• GIVEN INFORMATION
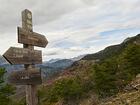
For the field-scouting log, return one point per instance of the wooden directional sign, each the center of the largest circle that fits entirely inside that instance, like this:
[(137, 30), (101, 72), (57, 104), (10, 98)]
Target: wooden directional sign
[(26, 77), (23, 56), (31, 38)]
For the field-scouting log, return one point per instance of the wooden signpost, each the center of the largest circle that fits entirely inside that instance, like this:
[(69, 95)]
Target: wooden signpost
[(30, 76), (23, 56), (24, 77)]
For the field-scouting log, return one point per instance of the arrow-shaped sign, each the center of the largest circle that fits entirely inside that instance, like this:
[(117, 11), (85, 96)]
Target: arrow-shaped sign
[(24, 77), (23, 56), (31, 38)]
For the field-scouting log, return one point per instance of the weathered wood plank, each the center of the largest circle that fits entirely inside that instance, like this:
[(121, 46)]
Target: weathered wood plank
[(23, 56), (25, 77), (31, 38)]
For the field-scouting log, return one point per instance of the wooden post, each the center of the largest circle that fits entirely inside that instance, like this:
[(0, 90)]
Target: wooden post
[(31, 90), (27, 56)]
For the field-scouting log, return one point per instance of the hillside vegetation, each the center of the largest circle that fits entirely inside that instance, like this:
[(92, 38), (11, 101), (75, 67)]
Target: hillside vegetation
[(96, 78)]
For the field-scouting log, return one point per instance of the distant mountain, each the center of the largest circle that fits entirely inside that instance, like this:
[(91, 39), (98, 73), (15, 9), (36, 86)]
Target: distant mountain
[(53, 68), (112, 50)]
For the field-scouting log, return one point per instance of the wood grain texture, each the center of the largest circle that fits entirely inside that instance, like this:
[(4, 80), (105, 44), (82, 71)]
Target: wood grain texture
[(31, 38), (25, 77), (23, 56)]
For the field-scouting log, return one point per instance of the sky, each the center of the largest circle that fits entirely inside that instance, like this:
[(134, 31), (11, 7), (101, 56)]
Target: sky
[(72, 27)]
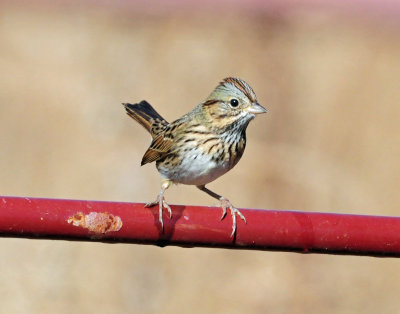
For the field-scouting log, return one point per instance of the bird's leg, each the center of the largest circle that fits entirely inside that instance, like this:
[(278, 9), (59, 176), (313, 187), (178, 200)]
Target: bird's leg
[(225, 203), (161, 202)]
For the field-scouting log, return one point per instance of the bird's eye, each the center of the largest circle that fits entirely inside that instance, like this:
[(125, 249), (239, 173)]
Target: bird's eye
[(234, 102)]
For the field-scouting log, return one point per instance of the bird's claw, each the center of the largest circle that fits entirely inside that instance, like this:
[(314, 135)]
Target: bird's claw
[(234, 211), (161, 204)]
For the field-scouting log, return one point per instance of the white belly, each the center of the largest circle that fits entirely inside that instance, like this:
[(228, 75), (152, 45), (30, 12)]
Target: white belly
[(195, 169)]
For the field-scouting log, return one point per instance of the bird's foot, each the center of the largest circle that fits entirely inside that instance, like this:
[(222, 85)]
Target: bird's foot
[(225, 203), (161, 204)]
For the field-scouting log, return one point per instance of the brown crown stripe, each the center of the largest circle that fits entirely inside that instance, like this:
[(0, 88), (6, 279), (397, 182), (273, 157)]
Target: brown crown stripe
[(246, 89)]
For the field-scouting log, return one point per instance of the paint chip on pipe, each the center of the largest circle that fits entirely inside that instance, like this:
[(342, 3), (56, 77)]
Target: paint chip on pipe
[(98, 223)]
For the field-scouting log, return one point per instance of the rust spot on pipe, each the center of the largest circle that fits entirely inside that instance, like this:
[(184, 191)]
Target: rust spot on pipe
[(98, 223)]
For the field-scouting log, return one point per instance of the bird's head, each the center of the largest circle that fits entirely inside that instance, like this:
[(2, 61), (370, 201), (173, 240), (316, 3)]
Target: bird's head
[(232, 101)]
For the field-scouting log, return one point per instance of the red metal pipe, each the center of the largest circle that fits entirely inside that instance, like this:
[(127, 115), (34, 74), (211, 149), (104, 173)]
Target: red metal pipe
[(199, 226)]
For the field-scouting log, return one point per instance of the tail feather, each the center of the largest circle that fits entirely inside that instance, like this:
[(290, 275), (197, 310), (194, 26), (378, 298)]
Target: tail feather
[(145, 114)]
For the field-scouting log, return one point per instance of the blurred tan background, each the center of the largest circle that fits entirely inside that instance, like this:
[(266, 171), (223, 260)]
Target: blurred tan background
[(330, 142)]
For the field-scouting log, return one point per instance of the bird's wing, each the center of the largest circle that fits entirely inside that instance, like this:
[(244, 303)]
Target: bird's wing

• TO DO
Copy out the lines word for word, from the first line through the line that contains "Target: wooden directional sign", including that line, and leave out the pictures.

• REPLY TO THE TASK
For the field-scouting log, return one point per instance of the wooden directional sign, each the center of the largest circle that fits entirely inside that instance, like this:
[(137, 30), (101, 72), (57, 104), (10, 98)]
Target: wooden directional sign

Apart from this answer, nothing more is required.